**WHAT TO DO**
Below are the records; print them again exactly and omit the pictures.

**EXERCISE MATERIAL**

>>>>>

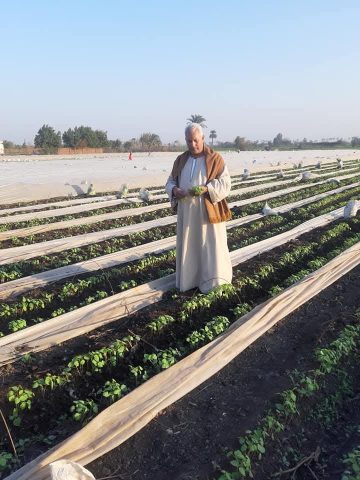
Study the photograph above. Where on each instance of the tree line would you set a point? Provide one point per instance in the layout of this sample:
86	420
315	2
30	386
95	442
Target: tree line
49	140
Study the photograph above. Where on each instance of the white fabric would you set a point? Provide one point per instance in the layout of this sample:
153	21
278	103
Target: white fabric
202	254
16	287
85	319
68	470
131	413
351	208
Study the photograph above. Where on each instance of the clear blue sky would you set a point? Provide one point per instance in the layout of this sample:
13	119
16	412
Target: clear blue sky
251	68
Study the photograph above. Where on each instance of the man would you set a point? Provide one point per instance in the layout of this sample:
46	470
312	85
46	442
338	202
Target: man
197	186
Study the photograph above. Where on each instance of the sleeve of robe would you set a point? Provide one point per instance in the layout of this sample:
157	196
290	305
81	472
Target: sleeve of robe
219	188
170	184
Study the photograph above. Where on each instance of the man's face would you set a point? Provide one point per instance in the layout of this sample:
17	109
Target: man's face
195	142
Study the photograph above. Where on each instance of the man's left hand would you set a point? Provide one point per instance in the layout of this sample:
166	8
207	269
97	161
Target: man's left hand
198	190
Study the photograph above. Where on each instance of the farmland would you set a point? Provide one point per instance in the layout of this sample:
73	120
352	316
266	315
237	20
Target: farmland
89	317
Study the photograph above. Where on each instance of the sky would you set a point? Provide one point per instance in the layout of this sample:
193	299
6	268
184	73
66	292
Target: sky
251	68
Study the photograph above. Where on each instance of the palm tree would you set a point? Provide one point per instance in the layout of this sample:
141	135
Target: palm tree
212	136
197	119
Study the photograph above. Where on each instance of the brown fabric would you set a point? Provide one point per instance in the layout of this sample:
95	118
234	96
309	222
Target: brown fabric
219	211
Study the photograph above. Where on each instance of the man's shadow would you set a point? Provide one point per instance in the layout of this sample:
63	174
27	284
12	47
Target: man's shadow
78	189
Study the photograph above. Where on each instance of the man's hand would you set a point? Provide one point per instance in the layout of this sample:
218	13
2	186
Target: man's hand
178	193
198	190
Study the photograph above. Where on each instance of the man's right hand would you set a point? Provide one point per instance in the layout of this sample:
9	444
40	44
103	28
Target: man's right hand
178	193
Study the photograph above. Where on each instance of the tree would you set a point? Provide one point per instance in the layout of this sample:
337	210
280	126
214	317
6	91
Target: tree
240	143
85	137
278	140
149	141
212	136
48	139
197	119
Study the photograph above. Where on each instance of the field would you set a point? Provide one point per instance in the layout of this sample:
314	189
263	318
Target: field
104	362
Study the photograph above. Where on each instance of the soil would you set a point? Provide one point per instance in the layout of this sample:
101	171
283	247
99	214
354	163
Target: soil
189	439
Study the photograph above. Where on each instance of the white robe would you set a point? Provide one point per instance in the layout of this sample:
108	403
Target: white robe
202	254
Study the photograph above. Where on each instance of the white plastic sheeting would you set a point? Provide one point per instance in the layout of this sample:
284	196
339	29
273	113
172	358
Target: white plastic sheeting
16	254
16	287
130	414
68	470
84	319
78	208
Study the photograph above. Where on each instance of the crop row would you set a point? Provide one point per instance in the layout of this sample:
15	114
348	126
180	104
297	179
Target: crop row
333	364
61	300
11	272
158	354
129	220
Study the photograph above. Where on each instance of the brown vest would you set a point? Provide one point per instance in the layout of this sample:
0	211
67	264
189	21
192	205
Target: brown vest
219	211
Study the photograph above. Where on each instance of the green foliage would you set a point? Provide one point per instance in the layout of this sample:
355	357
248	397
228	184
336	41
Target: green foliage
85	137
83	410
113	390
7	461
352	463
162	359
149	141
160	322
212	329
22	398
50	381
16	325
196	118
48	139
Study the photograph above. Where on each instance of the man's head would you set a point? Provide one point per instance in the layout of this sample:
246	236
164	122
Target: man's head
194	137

<<<<<

**OUTPUT**
Study the photograph above. Where on each instance of the tree line would you set a point? Provide one point per instance in the layout of this sample:
86	420
315	2
30	386
95	442
Target: tree line
49	140
Study the photograph above. Where on each instance of the white fabric would you set a point? Provide one point per instance in the layout of this sample:
153	21
278	103
Target: white fabric
202	254
16	287
85	319
68	470
131	413
351	208
Study the photograph above. Where on each instance of the clear blue sky would you set a point? Provide one point per instance in the layout of this sample:
13	119
16	412
Target: clear blue sky
251	68
Study the photograph above. Where on each instance of the man would you set a point? Provide one point per instance in the layout of this sample:
46	470
312	85
46	442
338	202
Target: man
197	186
Study the photograph above. Where on each instance of the sleeve of robe would you set a point? Provide one point per instance in the layout of this sample:
157	196
290	305
81	472
Target: sleeve of robe
219	188
170	184
Study the photograph above. Where on each instance of the man's face would you set a point? Provide one point per instance in the layout of this sample:
17	109
Target: man's face
195	142
Study the photograph above. Where on each instance of the man's left hand would you set a point? Provide one point per instance in the layout of this sample:
166	8
207	269
97	161
Target: man's left hand
198	190
Study the photograph above. Where on each instance of the farmland would you set a point? Provide one point per instance in the layout of this sample:
73	120
352	316
266	315
237	20
Target: farmland
89	317
Study the photograph above. Where on each instance of the sky would you set a point? Provide one point per instance in the layout of this sample:
193	299
6	268
184	73
66	292
Target: sky
251	68
Study the photograph above. Where on each instance of the palm tree would you set a point? Provide one point per instance in the layout of this sample:
141	135
Target: palm tree
212	136
197	119
Study the photograph above. Where on each instance of the brown fabric would you set a point? Provide one point per instance in the layout of this sample:
95	118
234	96
309	222
Target: brown fabric
219	211
Study the photograph above. Where on each instance of the man's shadow would you set a point? Provide one point per instance in the layout of this sample:
63	174
27	284
12	47
Target: man's shadow
78	189
Study the photograph above. Where on each instance of the man's hand would you set a point? Provide one point per instance in the layout of this sample:
218	13
2	186
Target: man's hand
178	193
198	190
Study the photograph above. Where on each instance of the man's right hand would you set a point? Provide one point per instance in the layout of this sample:
9	444
40	44
103	28
Target: man's right hand
178	193
Study the photograph above. Where on each instance of the tree would you set a point? Provide one point per instance in the layout of this sample:
337	210
280	126
214	317
6	91
Target: tree
240	143
85	137
278	140
149	141
212	136
48	139
197	119
Study the photograph above. Where on each instance of the field would you set a point? Provide one point per instance in the layout of this sample:
314	189
263	318
Target: field
104	362
Study the photograph above. Where on each instance of the soil would you set a point? Provide one point per instance in the layout of this sample:
101	171
283	247
99	214
354	163
Target: soil
189	439
Study the photograph above. Where on each instance of the white robe would you set a point? Provide one point per instance in the layout of this sample:
108	403
Target: white robe
202	254
Study the photograph above. Where on each instance of the white plastic sheeting would you set a point? Provide one point per instance in the layout of this sample:
284	196
339	29
273	113
172	358
Target: white plastic sheeting
16	254
16	287
130	414
68	470
84	319
78	208
Study the photograph above. Where on each instance of the crop row would you set a point? Provide one point per instance in the layout of this sample:
15	114
348	126
180	104
297	179
Target: crop row
333	364
61	300
11	272
158	354
129	220
Study the photograph above. Where on each instance of the brown vest would you set a point? Provide one point per instance in the layout of this sample:
0	211
67	264
189	21
192	205
Target: brown vest
219	211
Study the photograph above. Where on each instance of the green foliage would you set a point? Provide one point per instance in the layout of this sample:
355	357
248	397
228	184
336	41
Target: green foliage
85	137
83	410
113	390
7	461
352	463
162	359
149	141
160	322
212	329
22	398
50	381
16	325
196	118
48	139
Study the photograph above. Where on each instance of the man's head would you set a point? Provide one point per instance in the layout of this sample:
246	236
164	122
Target: man's head
194	137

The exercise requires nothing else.